Directions: Return each of the entries below precisely, with no pictures in the result.

Information shown:
═══

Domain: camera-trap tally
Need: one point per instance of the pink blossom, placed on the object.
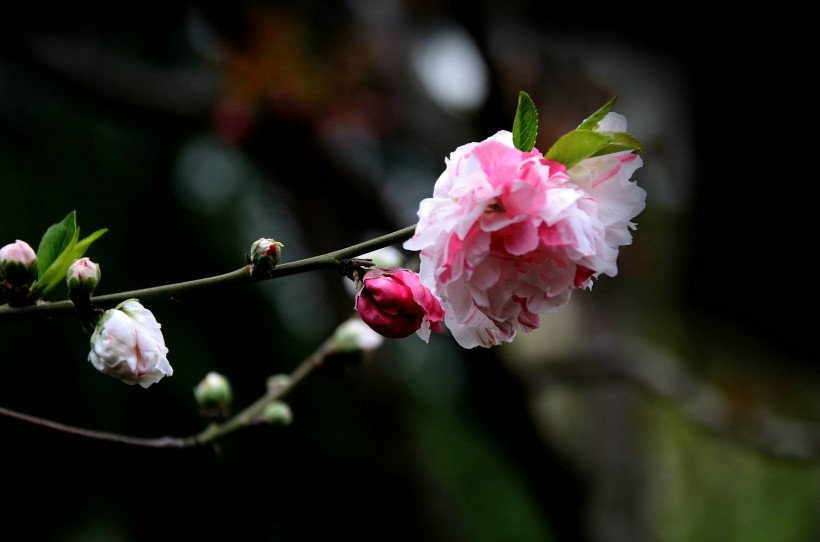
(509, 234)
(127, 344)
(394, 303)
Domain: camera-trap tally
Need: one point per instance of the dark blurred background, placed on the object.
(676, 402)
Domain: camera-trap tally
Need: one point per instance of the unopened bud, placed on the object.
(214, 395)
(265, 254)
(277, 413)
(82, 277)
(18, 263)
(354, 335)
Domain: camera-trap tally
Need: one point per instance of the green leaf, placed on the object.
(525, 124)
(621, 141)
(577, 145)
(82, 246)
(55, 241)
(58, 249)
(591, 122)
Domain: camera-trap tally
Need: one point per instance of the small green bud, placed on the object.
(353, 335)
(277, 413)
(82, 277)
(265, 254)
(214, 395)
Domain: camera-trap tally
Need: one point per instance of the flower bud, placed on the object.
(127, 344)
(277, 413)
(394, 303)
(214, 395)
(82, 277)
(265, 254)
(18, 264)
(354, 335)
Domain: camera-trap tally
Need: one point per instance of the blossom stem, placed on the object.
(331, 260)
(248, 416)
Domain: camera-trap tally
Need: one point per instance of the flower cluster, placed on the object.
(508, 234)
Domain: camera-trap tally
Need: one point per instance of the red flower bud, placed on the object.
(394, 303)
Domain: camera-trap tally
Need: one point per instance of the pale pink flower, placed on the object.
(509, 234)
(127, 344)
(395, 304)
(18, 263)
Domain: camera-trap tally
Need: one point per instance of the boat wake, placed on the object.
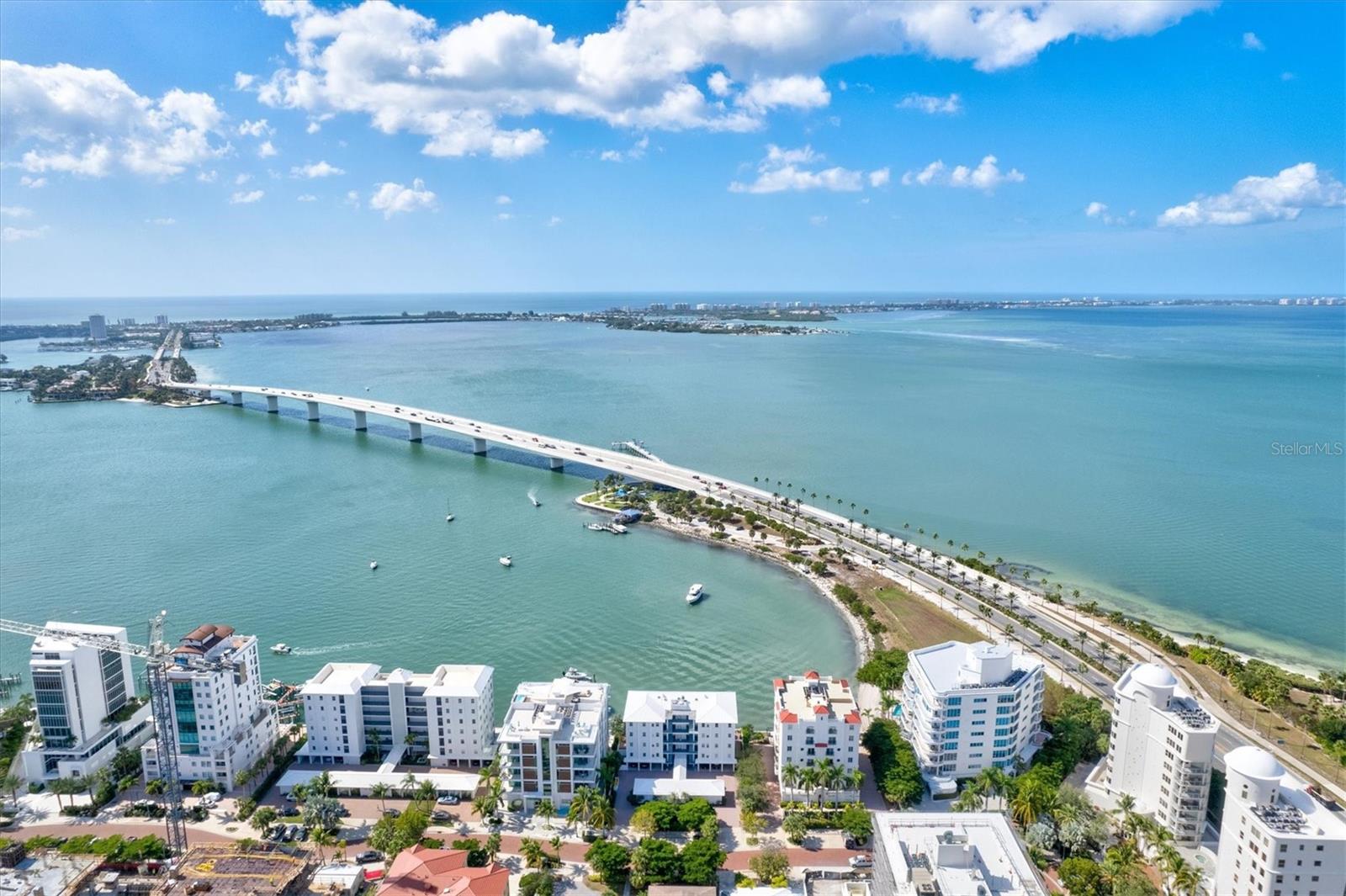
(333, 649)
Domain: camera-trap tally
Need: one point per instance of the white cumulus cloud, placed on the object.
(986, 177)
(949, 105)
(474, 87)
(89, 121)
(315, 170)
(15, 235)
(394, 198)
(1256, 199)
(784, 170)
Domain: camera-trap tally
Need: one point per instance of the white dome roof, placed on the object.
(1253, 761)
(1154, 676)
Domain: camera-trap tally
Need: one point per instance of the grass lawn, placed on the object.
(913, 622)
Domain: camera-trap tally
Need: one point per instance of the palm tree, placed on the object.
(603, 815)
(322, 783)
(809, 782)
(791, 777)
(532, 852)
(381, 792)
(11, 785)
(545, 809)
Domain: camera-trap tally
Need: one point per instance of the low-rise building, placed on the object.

═══

Output below:
Domain: camera-trap tally
Need: one point per instance of the pink blossom, placed on the object.
(509, 234)
(127, 344)
(394, 303)
Domain: camera-trap tally
Need: one point per instance of the dark blurred background, placed on the object.
(676, 402)
Domain: camera-trap tally
Need: one point per instance of the unopened bud, placed on the object.
(214, 395)
(265, 254)
(277, 413)
(82, 277)
(18, 263)
(354, 335)
Domain: camera-trap tally
Need: one point per instance of the green leaf, placed on the object.
(525, 124)
(621, 141)
(577, 145)
(82, 246)
(55, 241)
(58, 249)
(591, 122)
Domain: camera-trap tally
Need: one point per instance of the small green bud, placed on the object.
(353, 335)
(277, 413)
(82, 277)
(265, 254)
(214, 395)
Domain: camera-trap tally
Need: one point per instance of the flower bud, placed on the object.
(127, 344)
(277, 413)
(394, 303)
(214, 395)
(82, 277)
(265, 254)
(18, 264)
(354, 335)
Domain: camera-trap tally
Need: one point per instance of the blossom stem, placed on the object.
(331, 260)
(248, 416)
Domain: camera-trap tally
Need: one point per instance of the flower cluster, placed on the object.
(508, 234)
Domain: camera-trap tally
Need: one point per instance of the red flower bud, placed on the object.
(394, 303)
Domain: camera-trap tally
Need: one point per instance of the pale pink flower, placed on the object.
(509, 234)
(127, 344)
(395, 304)
(18, 263)
Domain: camera-trap tally
Need: one point per instance of the boat wake, placed on the object.
(333, 649)
Domain: camera-trap tally
Need: one point per instance of the white cumulus cloud, placed on the object.
(986, 177)
(949, 105)
(474, 87)
(89, 121)
(315, 170)
(15, 235)
(394, 198)
(1256, 199)
(784, 170)
Domain: camera-trap tally
Need: one point per instance of the white dome roof, placed on the object.
(1253, 761)
(1154, 676)
Domain: camera-trap tally
Need: one point per instance of the grass lawn, placed on the object.
(913, 622)
Domain: camera-trap tally
Need: one point per instance of the palm tree, placed on the object.
(603, 815)
(322, 783)
(809, 782)
(791, 777)
(532, 852)
(381, 792)
(11, 785)
(545, 809)
Domain: camera-trap tally
Need: one point per instance of the low-rise building, placed on the object.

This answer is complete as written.